Document text:
Clinical trials, such as those funded by the National Cancer Institute, may also give patients, regardless of income, access to cutting edge therapies, at virtually no cost. Susan G. Komen offers information on its web site about the benefits and drawbacks of participating, and how to enroll. Breastcancertrials.org offers a link to help patients identify trials that may be right for them.
“We are big proponents of clinical trials because we will never learn more than we know today unless people agree to participate in trials,” said Brown, acknowledging not that trials are necessarily the right move for everyone. “It’s an opportunity to get at least the current standard of care or something that might be even better, but of course there are no guarantees.”
Other Sources of Cash
Remember, if money is tight, you may also be able to tap your retirement account or life insurance policy for funds to help cover your medical expenses.
Generally, withdrawals from a traditional IRA before age 59-1/2 are taxed as ordinary income, plus assessed a 10 percent early withdrawal penalty, but the IRS makes an exception for health care costs.

Exercise:
Answer these questions using the passage on paying for cancer care:
1. What organization is given as an example of a funder of clinical trials?
2. Which website offers a link to help patients identify trials that may suit them?
3. What percentage is the early withdrawal penalty on traditional IRA withdrawals before age 59-1/2?
The records that follow the passage on paying for cancer care are separate material and are unrelated to it.

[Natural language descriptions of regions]
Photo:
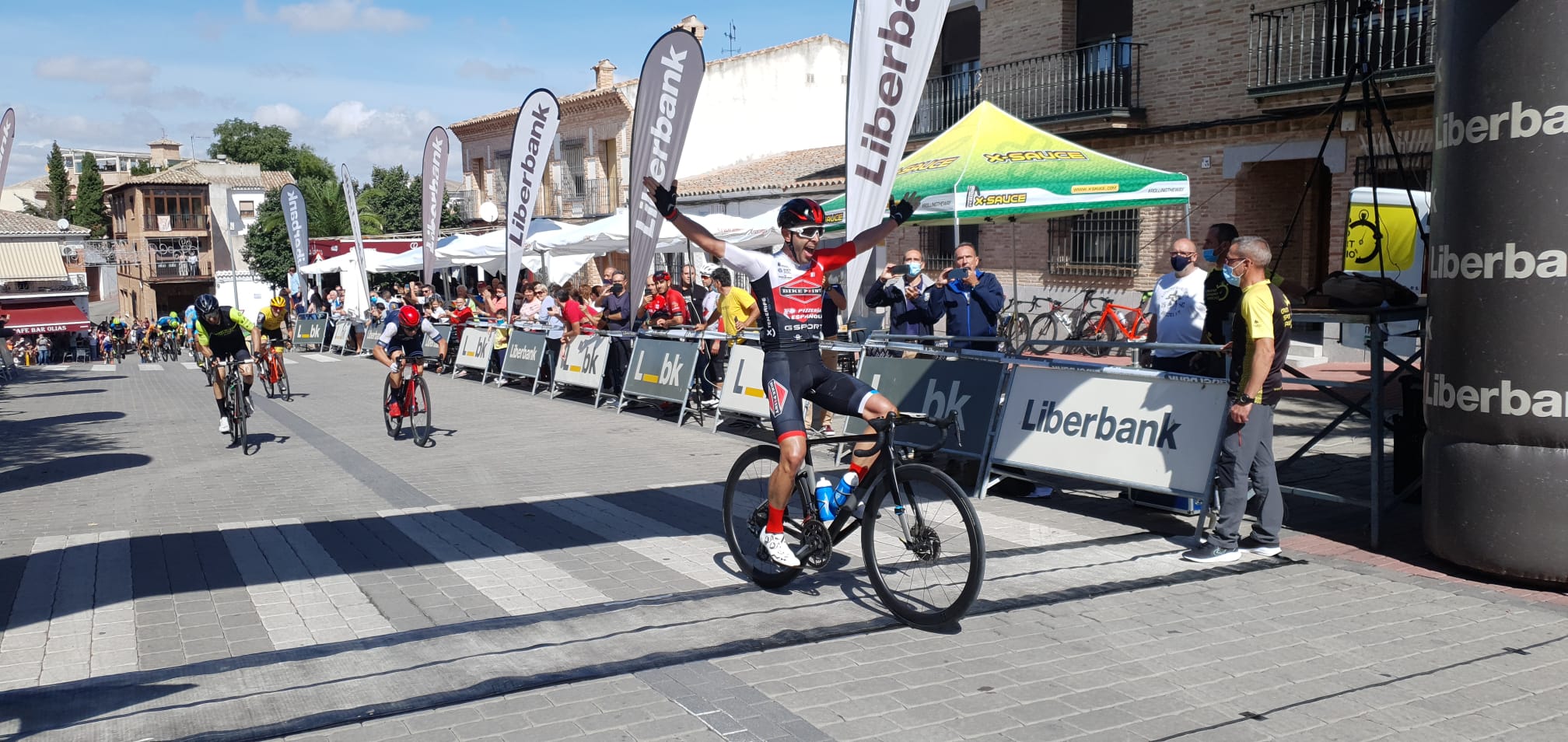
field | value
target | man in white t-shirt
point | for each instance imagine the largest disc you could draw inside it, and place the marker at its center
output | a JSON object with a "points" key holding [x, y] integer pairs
{"points": [[1177, 310]]}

Written solution:
1. The National Cancer Institute.
2. Breastcancertrials.org.
3. 10 percent.